*TASK GOAL:* Reproduce the passage about traveling while sick verbatim, from "We left Kona" up to and including "than a week.".
GIVEN PASSAGE section start
This principled stance that I have from years in holistic medicine keeps me holding out, drinking fluids, trying to rest, cheering on my body to naturally heal itself. Not so easy sometimes when a jet-lagged child keeps you up from 4-5am, and buses, taxis, excursions and rain are calling you to go. go. go. I remember talking to my sister once when she had two young kids and walking pneumonia. I was in medical school. I gave her all the good advice. I told her, you need to slow down, get lots of rest, fluids and warm nourishing foods. You need to take a month to just recuperate, sleep well, and rebuild your immunity so it doesn't get worse. It is a testament that she didn't laugh in my face. As I find my own immunity faltering and feel a cold mounting in my own chest, I find I am now preaching to the choir. And the choir is not amused. In fact, the choir want to throw the preacher out and find some new principles to follow that include Nyquil and Theraflu.

We left Kona February 13th, and have been in flight for over two weeks. It was an epic trip from Hawaii to San Francisco, San Francisco to Greenville SC, South Carolina to Florida, cross Florida to a cruise ship, cruise throughout the Caribbean, then back to Florida, and across country to San Francisco. We have one final portion of the trip back from San Jose, CA to Kona. All with a toddler in tow. We realized while on the ship that we had traveled likely halfway around the world to get there, in less than a week.
GIVEN PASSAGE section end
AVAILABLE DATA section start
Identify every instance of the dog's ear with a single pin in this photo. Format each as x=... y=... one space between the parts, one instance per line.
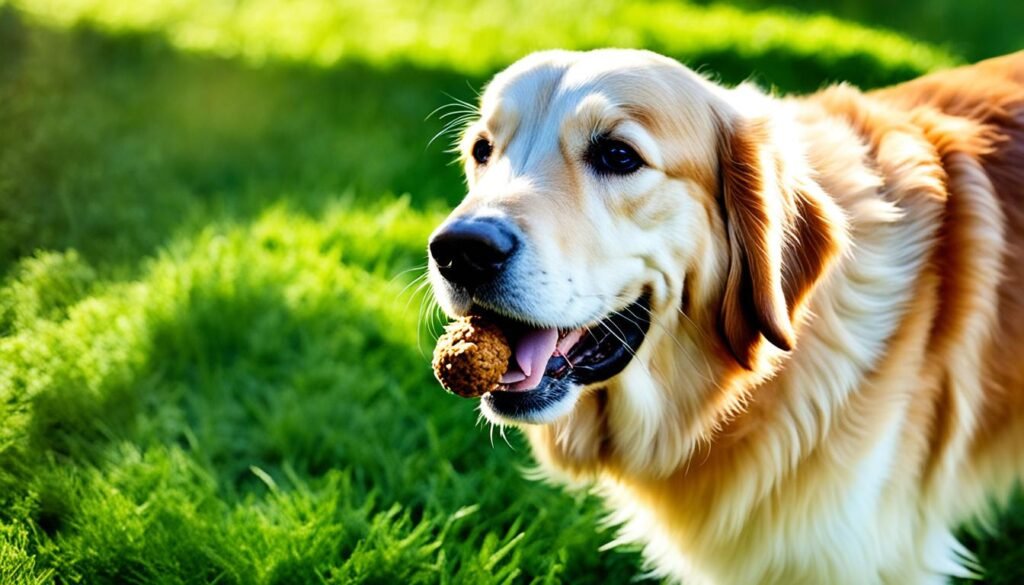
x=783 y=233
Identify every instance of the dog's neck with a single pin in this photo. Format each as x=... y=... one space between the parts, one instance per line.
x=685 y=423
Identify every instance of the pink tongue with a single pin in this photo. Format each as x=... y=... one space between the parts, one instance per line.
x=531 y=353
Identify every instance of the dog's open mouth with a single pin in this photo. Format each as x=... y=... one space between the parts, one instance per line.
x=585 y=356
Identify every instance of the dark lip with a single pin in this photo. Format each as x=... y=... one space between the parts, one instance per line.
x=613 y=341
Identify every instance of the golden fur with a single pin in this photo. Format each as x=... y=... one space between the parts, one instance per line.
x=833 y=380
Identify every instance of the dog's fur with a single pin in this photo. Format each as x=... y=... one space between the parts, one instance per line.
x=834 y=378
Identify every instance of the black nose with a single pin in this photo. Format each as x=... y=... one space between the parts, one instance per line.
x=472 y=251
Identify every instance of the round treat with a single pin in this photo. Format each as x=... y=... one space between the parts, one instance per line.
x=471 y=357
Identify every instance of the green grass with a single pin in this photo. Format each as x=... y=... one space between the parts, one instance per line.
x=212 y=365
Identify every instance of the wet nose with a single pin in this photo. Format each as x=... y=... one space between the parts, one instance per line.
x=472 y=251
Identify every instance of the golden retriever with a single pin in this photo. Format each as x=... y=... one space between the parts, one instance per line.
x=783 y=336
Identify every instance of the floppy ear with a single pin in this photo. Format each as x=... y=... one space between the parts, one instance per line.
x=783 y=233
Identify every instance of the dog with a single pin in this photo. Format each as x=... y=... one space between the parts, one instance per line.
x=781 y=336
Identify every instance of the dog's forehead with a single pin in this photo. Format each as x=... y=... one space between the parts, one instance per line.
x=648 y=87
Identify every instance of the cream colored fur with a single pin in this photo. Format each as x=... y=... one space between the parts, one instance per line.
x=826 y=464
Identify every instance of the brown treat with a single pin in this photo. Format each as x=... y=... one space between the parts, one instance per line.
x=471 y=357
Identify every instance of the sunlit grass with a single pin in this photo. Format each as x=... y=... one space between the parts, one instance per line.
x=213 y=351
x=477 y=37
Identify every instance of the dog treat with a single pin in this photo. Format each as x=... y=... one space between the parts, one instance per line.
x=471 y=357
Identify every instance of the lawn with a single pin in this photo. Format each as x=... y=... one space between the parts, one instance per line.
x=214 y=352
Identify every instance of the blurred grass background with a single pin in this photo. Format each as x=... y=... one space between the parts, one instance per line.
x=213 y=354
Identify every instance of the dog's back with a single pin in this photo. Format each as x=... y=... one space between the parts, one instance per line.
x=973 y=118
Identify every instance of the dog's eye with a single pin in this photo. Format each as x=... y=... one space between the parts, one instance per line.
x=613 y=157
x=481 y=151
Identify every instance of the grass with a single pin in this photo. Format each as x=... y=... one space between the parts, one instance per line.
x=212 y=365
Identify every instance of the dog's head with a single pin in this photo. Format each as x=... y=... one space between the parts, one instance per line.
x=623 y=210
AVAILABLE DATA section end
AVAILABLE DATA section start
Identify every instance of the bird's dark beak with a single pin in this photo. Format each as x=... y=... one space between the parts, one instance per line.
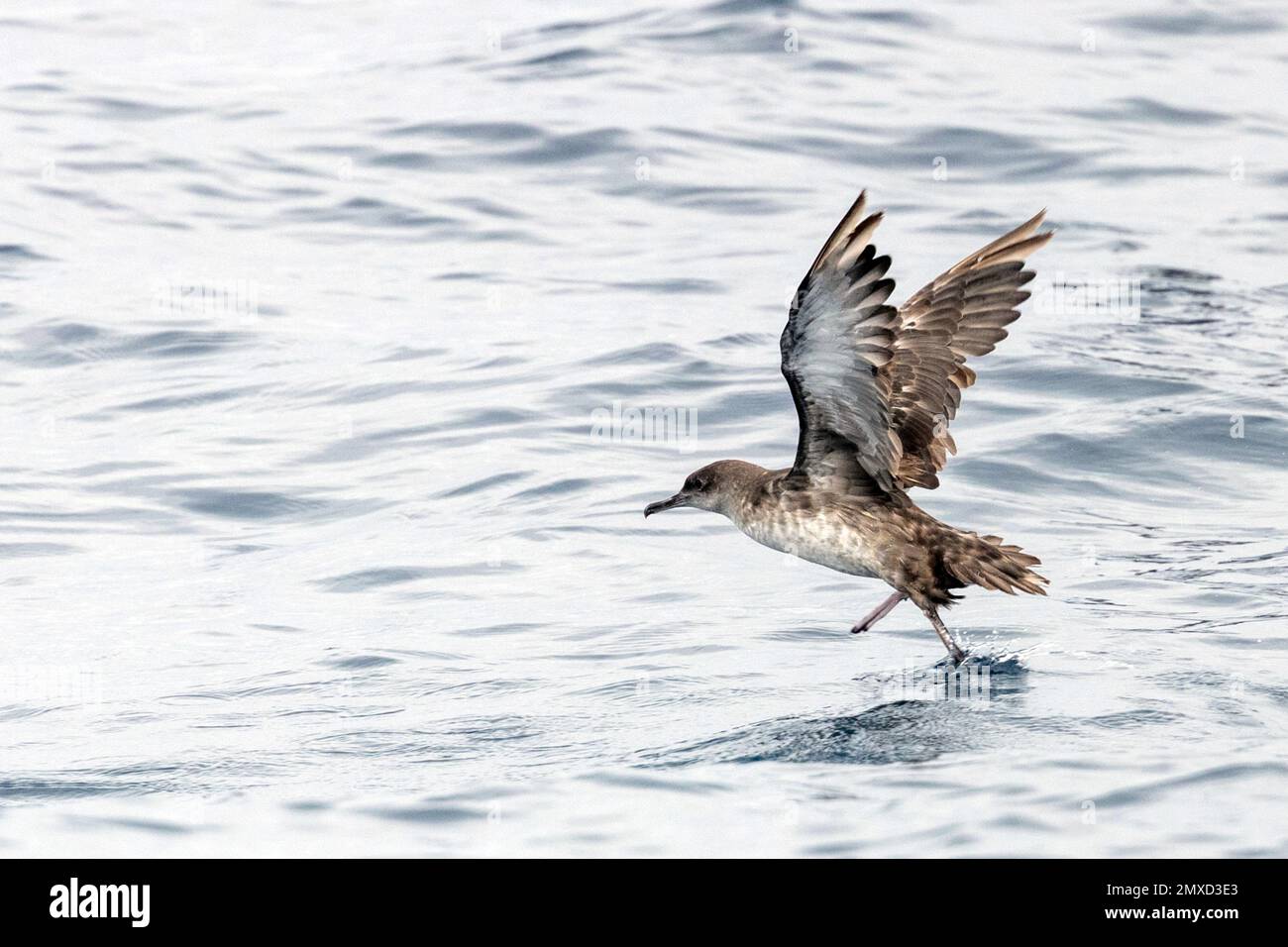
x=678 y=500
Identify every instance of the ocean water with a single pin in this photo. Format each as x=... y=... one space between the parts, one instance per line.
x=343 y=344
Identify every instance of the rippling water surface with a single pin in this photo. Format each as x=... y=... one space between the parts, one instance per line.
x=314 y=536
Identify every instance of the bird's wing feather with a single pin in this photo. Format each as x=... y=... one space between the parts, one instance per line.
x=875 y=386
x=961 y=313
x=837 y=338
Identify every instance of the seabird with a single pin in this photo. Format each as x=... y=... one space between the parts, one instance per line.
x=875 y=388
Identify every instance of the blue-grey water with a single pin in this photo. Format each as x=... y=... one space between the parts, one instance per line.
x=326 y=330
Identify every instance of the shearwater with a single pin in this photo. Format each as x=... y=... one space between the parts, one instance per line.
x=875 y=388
AVAILABLE DATA section end
*SOLUTION BELOW:*
We left Kona February 13th, and have been in flight for over two weeks. It was an epic trip from Hawaii to San Francisco, San Francisco to Greenville SC, South Carolina to Florida, cross Florida to a cruise ship, cruise throughout the Caribbean, then back to Florida, and across country to San Francisco. We have one final portion of the trip back from San Jose, CA to Kona. All with a toddler in tow. We realized while on the ship that we had traveled likely halfway around the world to get there, in less than a week.